WHAT YOU ARE ASKED TO DO:
In the data below, find the line containing "the grass, placed"; reproduce that line and all subsequent lines exactly, and nothing else.

MATERIAL SUPPLIED:
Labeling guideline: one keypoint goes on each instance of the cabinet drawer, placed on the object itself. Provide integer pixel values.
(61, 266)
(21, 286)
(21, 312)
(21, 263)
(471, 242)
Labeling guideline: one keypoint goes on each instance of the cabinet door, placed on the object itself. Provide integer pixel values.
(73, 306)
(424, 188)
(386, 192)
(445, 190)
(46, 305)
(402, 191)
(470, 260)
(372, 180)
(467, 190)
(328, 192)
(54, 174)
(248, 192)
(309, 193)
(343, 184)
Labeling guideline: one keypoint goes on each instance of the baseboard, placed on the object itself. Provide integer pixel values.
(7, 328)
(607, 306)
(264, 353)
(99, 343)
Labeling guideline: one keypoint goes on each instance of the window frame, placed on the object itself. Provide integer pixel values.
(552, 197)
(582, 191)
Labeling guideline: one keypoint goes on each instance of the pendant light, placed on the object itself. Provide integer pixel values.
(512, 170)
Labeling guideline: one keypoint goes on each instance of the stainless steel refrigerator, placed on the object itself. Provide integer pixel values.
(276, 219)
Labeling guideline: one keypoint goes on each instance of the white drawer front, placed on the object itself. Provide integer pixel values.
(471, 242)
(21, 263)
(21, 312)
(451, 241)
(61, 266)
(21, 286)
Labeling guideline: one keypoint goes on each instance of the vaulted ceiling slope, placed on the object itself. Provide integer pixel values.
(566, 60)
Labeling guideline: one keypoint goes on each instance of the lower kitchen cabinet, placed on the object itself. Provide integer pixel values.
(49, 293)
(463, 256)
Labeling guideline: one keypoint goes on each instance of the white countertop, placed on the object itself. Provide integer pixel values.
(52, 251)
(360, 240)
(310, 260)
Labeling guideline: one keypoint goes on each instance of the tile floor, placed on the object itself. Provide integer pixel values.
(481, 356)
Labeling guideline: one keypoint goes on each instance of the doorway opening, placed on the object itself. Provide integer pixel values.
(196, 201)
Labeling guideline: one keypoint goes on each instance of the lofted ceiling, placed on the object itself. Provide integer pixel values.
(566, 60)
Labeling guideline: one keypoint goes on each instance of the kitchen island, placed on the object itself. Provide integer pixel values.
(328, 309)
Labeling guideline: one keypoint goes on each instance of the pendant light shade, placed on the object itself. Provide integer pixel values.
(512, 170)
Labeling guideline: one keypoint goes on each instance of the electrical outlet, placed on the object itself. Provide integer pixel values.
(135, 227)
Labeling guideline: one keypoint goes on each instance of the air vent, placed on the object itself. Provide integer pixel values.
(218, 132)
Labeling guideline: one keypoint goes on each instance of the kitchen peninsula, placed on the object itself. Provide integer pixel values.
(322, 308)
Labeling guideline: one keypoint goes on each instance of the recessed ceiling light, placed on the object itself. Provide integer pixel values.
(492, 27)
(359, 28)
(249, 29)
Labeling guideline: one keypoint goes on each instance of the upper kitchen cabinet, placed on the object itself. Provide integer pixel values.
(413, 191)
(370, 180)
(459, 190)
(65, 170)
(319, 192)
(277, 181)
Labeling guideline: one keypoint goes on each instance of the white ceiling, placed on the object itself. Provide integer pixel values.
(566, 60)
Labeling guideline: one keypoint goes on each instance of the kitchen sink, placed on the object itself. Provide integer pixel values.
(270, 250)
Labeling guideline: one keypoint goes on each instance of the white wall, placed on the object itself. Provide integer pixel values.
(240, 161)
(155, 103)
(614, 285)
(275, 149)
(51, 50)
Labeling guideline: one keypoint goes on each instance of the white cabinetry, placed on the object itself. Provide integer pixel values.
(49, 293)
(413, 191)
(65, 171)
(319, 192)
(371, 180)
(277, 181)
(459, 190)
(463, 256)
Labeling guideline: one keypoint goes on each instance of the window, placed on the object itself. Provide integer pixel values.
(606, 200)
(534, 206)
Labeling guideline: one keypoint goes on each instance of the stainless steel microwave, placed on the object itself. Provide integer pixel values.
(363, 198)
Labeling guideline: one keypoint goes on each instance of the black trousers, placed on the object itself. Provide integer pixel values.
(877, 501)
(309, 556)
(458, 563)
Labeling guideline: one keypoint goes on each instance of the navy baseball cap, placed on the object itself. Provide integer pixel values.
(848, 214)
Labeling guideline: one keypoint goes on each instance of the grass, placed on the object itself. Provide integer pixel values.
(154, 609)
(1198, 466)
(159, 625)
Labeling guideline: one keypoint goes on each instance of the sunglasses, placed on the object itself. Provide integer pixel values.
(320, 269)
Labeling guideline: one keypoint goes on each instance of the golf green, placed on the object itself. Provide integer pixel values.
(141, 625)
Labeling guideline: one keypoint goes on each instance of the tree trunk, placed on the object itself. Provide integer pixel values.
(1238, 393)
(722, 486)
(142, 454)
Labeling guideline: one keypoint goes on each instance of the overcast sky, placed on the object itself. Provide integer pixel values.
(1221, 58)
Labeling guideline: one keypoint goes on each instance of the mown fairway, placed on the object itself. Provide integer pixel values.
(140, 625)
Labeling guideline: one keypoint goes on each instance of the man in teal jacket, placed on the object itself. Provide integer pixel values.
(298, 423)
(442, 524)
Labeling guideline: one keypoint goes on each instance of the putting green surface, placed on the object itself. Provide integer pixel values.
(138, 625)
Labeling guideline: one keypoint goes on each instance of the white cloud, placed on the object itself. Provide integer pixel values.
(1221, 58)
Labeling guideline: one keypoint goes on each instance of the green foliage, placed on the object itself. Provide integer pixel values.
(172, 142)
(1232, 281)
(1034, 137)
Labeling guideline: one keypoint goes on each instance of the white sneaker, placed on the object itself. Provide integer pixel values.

EXPECTED OUTPUT:
Labeling guideline: one keypoint goes on each instance of the grass, placed on the object itself. Provide integer pixel values.
(154, 609)
(1198, 466)
(159, 625)
Labeling guideline: one keypoint goes on each instance of the sunglasses, placed on the object itself. Provide integer pixel values.
(320, 269)
Labeling guideline: one keypoint goes on each instance of the golf green, placed on the object itself. Provide integer pixel values.
(141, 625)
Labeling guideline: one keypoint goes on each instance of the tree trunk, placed on the object itself. Provide integer pixel values.
(1238, 393)
(722, 486)
(142, 454)
Labeling guideline: one keypoint goes on each instance of the overcast sky, placed on the object itself. Provide integer pixel values.
(1221, 58)
Labeling guideline: one keypoint goes on each instance of the mown fairway, placed on the object itself. Provide integer pixel values.
(140, 625)
Labeling guideline: one keypoint goes on each instance of the man in teal jacket, placed on the object itself. Provide integer pixel values.
(298, 423)
(442, 524)
Labeling guideline: one keypoint goes on each instance of the putting green surface, placed on the object itself. Provide integer pixel values.
(138, 625)
Labeling guideline: one keypoint goes on each instance of the white cloud, placed on the object itself. Provide integer pixel values.
(1221, 58)
Labeling guideline: one keypoint goes on each instance of the green foliage, placed on the object itself. Provide integer pixel values.
(172, 142)
(1232, 281)
(1034, 137)
Labeling guideline: one keypoint goes on each instance of the white sneaker, placed on the object itself. Provide integer pixel values.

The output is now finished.